Tasks to perform:
(1) Translate this sentence from the excerpt on Türkmen-Karahöyük into French: "Finds of fine pottery at the site indicate the presence of a ruling class."
(2) Proceed with the account of Türkmen-Karahöyük's history, picking up after its final sentence.

Excerpt:
——

The finds from the Middle Bronze Age (2000–1650 BC) extend over the entire hill, so that the settlement at that time covered about 30 hectares, which is roughly the size of other contemporary settlements on the Konya Plain. A shard with two stamp impressions indicates connections to the Old Assyrian period trading center in Kültepe (Level 1b). There are also some palaces of Konya-Karahöyük (a separate site about 50 km to the northwest of Türkmen-Karahöyük) that date to the Old Assyrian Trading Colony (karum) period.

== Late Bronze Age ==
During the Late Bronze Age (1650–1200) the site became a part of the Hittite Empire, but the Hittite name of the settlement is unknown. The site developed into a town with an area of at least 125 hectares. Finds of fine pottery at the site indicate the presence of a ruling class. During the Late Empire the site lay close to the borders of the Hittite regions known as the Lower Country, the Hulaya Riverland, and Tarḫuntašša, whose borders are not exactly known. According to Michele Massa et al., Türkmen-Karahöyük could be identical with the Hittite city of Tarḫuntašša.

== Iron Age ==
During the Early Iron Age (1200–600 BC) the city covered the same area as the Hittite city, while in antiquity the lower city was smaller, so that the settlement may have then covered 50 hectares.

——

Data supplied:

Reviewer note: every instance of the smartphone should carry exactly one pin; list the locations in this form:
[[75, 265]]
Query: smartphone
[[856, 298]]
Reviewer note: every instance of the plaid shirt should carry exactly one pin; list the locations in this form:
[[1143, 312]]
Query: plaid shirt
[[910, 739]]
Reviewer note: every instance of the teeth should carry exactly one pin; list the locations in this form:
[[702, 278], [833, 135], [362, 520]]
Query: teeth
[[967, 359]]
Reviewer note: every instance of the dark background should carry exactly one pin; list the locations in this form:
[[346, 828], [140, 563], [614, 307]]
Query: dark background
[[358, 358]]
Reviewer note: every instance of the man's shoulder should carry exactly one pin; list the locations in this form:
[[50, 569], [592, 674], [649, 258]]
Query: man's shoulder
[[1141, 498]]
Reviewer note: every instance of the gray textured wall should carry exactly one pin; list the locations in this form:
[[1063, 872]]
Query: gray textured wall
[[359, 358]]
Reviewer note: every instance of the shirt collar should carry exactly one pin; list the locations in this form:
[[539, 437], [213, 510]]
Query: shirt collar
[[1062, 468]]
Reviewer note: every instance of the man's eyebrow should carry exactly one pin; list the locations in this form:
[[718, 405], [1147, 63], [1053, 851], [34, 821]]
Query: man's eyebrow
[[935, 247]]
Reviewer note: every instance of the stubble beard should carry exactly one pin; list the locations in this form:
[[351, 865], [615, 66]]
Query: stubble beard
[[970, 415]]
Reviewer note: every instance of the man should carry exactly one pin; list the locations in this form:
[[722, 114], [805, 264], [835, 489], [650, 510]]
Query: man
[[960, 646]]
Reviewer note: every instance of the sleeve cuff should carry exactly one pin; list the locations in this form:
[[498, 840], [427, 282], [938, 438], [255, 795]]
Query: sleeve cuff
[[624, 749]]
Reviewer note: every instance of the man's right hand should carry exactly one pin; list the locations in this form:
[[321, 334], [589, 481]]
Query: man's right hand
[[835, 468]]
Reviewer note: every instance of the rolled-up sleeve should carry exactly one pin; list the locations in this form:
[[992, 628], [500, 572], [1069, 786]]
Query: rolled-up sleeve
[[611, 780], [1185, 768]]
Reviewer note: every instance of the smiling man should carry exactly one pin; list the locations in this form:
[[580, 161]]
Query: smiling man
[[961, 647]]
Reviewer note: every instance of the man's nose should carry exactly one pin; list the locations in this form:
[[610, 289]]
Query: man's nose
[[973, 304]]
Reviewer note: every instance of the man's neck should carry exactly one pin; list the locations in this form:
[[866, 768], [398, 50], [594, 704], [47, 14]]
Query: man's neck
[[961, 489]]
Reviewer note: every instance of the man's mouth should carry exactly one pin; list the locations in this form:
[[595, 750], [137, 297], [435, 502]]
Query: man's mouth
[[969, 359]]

——

Exercise answers:
(1) Les découvertes de céramique fine sur le site indiquent la présence d'une classe dirigeante.

(2)
The most important find was an Iron Age inscription of King Hartapu, which can be dated to the 8th century BC.

In Assyrian sources of the 8th and 7th centuries BC, the area east of the Konya Plain was called Tabal (state), and it is likely that Türkmen-Karahöyük also belonged to this state, which consisted of several smaller late Hittite kingdoms, of which Türkmen-Karahöyük was one.

== Literature ==
- Petra Goedegebuure et al.: TÜRKMEN-KARAHÖYÜK 1: a new Hieroglyphic Luwian inscription from Great King Hartapu, son of Mursili, conqueror of Phrygia. Anatolian Studies 70 (2020): 29–43; [doi:10.117//S0066154620000022]
- John David Hawkins: Corpus of Hieroglyphic Luwian Inscriptions. Volume III: Inscriptions of the Hittite Empire and New Inscriptions of the Iron Age. Walter de Gruyter, Berlin/New York 2024, ISBN 978-3-11-077039-1, pp. 166–168.